▶ _EXERCISE AIM_
Your answer should consist of each line from the data below that contains "granite".

▶ _RECORDS_
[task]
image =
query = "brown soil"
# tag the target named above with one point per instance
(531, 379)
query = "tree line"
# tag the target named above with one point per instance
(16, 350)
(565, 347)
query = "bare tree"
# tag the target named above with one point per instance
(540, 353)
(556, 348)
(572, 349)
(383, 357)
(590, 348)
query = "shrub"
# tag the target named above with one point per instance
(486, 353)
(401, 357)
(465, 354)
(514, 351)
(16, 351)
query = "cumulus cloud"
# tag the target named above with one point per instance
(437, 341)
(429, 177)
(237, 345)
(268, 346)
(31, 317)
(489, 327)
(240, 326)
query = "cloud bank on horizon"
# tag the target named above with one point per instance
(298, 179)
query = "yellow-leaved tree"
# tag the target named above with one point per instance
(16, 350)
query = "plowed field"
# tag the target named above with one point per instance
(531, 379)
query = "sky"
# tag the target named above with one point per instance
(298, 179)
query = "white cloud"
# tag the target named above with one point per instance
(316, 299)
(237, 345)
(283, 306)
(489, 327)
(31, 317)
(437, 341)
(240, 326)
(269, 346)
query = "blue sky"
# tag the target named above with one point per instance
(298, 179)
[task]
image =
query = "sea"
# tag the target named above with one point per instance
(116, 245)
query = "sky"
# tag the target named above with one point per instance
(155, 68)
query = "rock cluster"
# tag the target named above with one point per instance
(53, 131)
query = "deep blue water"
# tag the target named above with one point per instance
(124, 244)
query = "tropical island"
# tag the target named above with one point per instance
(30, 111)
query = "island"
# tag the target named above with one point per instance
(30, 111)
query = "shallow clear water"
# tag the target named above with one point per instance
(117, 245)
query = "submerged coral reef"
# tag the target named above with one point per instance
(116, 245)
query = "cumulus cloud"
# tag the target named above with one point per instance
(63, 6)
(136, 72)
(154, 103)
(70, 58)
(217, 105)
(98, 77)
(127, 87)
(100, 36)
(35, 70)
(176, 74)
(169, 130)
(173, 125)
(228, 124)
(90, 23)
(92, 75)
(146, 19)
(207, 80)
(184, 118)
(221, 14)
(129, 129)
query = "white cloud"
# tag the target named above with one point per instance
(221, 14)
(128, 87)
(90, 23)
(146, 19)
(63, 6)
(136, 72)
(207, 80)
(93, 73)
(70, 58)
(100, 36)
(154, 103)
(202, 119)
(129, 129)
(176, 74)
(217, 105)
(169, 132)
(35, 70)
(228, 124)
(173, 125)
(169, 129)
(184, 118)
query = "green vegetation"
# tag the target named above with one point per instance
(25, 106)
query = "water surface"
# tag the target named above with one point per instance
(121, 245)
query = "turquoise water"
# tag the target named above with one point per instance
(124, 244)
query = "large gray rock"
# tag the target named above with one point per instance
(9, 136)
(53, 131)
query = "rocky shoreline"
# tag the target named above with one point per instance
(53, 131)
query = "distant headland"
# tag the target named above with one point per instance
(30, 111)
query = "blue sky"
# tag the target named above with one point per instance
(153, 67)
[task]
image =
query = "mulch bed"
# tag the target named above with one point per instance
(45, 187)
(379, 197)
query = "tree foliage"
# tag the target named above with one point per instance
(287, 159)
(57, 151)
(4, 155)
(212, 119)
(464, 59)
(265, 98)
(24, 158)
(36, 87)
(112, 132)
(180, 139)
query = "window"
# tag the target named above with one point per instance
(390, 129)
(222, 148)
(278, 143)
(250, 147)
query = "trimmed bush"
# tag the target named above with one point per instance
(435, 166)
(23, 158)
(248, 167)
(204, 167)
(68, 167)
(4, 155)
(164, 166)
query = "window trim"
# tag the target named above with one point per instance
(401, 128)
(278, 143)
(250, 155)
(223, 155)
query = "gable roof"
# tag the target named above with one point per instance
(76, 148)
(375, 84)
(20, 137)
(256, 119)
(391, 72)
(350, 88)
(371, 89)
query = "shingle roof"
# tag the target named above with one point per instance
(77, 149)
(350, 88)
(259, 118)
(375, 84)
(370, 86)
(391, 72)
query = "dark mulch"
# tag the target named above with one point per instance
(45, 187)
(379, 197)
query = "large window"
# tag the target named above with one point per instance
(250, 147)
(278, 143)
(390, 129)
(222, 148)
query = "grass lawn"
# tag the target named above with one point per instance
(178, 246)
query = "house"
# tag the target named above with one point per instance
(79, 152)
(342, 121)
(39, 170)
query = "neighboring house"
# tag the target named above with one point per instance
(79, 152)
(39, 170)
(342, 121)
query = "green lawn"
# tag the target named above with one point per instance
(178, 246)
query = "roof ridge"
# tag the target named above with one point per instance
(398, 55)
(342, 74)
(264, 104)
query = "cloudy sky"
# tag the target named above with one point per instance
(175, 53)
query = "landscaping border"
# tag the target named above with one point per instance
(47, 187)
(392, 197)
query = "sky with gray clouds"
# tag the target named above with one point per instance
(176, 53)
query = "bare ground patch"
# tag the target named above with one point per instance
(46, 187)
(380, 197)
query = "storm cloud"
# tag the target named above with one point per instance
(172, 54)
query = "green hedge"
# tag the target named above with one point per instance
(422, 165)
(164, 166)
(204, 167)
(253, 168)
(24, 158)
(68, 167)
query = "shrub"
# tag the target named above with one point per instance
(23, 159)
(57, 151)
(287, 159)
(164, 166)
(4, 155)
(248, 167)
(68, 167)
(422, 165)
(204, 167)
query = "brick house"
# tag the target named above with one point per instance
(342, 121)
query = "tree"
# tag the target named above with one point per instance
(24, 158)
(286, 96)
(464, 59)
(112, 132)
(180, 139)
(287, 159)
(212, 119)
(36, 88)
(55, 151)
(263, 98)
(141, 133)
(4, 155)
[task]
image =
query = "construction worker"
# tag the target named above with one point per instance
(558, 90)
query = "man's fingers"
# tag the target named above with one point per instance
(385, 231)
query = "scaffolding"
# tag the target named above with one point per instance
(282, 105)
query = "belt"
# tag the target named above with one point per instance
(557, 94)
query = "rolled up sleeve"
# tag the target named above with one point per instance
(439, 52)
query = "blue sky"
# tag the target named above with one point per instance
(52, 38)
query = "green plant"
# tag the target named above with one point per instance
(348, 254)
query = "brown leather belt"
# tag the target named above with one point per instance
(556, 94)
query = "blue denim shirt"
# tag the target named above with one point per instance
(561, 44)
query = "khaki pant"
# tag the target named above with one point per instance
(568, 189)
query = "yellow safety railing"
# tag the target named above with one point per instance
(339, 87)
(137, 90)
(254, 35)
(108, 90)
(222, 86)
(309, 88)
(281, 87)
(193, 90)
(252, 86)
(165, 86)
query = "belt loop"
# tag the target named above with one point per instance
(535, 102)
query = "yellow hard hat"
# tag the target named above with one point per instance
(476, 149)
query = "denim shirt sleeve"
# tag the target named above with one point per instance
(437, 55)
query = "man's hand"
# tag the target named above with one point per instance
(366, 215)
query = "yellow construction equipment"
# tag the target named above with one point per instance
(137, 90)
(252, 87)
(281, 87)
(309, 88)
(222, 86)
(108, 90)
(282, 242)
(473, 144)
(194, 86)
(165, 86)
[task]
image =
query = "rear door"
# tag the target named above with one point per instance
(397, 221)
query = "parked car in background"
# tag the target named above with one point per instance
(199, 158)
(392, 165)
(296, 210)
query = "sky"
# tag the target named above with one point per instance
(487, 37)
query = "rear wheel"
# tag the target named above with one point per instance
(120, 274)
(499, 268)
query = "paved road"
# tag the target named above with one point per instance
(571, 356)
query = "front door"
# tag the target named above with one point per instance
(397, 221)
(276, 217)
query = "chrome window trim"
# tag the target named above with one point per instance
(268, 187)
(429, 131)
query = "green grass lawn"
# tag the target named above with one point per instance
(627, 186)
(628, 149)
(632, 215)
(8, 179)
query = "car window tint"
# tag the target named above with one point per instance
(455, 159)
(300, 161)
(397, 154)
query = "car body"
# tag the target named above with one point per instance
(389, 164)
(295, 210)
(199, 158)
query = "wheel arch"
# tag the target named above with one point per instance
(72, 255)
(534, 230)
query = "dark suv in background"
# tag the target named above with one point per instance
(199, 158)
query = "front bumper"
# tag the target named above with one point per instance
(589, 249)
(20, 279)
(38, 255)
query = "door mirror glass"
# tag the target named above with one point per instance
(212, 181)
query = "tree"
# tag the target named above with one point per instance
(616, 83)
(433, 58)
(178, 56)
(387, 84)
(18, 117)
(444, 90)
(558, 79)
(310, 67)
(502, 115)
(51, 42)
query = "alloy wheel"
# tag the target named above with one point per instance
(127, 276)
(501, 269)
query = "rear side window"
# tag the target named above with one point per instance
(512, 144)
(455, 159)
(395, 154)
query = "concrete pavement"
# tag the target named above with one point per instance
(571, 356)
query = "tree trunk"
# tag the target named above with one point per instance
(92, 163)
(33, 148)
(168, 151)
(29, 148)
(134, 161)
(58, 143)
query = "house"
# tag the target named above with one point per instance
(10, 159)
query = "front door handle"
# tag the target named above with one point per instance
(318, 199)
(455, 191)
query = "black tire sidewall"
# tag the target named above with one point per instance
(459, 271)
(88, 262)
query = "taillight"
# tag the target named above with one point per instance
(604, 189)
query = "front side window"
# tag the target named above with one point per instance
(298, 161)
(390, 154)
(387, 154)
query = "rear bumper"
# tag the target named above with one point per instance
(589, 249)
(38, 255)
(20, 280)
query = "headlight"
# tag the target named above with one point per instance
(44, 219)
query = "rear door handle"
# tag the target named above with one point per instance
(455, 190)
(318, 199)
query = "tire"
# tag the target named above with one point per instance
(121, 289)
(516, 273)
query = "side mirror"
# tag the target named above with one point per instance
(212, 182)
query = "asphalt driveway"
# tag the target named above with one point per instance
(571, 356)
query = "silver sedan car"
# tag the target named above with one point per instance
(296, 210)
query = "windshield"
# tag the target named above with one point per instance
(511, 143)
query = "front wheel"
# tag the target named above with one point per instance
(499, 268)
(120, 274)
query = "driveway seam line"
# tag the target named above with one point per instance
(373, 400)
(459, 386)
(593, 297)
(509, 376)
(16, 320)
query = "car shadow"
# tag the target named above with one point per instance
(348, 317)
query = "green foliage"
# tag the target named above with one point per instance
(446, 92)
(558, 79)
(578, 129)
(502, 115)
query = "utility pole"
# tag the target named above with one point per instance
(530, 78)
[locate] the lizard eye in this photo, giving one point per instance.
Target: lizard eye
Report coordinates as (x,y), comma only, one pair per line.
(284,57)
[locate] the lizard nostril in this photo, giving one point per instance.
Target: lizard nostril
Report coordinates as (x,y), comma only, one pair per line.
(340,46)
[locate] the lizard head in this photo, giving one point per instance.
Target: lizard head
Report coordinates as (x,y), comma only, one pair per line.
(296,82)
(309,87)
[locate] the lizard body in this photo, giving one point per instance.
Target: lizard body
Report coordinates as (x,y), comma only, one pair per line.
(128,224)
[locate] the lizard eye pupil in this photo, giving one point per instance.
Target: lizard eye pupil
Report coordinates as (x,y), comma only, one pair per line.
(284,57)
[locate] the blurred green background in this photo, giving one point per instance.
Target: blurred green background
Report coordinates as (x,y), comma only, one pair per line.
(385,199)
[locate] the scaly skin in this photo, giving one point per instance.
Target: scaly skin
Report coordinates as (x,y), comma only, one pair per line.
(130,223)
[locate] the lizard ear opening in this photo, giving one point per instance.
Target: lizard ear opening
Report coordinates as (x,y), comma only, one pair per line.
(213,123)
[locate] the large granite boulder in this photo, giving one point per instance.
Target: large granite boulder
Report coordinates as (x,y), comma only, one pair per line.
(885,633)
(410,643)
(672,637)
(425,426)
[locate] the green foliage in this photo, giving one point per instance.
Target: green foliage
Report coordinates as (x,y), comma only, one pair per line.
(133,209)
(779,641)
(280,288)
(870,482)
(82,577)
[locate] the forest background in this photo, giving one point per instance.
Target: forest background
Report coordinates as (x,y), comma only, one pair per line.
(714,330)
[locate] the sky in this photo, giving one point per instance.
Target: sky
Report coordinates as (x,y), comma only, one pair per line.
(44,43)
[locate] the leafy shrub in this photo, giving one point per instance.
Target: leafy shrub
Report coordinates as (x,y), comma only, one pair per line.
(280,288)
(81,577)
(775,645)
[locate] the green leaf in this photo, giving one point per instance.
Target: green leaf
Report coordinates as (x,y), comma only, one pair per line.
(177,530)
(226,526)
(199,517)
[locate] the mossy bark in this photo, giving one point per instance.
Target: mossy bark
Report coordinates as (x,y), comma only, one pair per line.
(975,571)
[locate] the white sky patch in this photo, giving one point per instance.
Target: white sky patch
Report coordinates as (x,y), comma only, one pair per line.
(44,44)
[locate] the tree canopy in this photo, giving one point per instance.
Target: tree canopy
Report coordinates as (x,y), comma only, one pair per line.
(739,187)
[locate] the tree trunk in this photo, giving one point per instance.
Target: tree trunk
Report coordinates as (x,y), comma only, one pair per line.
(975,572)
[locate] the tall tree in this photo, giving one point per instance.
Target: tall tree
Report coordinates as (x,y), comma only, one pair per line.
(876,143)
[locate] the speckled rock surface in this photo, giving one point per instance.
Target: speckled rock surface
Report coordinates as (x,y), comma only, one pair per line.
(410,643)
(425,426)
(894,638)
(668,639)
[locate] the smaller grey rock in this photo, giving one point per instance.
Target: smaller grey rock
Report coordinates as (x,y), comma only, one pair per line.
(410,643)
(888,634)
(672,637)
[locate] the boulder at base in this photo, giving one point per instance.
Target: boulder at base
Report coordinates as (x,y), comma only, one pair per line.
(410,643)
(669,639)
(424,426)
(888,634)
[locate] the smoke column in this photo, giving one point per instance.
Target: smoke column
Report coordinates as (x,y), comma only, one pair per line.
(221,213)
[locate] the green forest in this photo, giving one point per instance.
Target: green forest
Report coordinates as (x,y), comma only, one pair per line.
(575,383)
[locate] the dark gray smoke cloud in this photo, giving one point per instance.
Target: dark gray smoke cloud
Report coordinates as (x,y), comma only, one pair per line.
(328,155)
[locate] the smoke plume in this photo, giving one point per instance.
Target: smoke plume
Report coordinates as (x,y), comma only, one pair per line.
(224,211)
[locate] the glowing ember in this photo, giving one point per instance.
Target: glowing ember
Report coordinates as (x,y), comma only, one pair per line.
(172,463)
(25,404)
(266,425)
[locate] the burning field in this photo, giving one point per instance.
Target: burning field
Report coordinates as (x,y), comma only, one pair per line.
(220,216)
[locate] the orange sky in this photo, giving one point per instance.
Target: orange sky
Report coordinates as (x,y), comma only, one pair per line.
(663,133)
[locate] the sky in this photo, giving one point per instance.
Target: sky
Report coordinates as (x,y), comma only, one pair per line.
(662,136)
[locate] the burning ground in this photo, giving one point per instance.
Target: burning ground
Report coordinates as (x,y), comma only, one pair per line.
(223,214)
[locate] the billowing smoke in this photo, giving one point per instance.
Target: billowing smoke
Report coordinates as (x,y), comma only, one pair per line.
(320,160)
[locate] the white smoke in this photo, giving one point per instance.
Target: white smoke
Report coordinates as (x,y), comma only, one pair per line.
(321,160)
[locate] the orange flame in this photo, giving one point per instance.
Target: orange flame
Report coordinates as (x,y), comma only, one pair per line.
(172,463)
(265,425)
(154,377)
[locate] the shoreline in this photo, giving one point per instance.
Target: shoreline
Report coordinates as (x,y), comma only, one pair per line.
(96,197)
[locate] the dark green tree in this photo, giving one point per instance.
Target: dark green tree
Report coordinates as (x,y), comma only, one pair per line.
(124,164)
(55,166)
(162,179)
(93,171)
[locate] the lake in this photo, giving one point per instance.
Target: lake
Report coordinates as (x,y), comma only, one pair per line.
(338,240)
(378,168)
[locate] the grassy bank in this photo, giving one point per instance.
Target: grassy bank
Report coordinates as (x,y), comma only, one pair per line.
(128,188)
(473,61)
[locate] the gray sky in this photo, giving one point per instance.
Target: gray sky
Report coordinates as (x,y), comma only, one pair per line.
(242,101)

▶ _TASK RESULT_
[locate] the large granite boulder in this photo, giving one point per instance.
Target: large granite boulder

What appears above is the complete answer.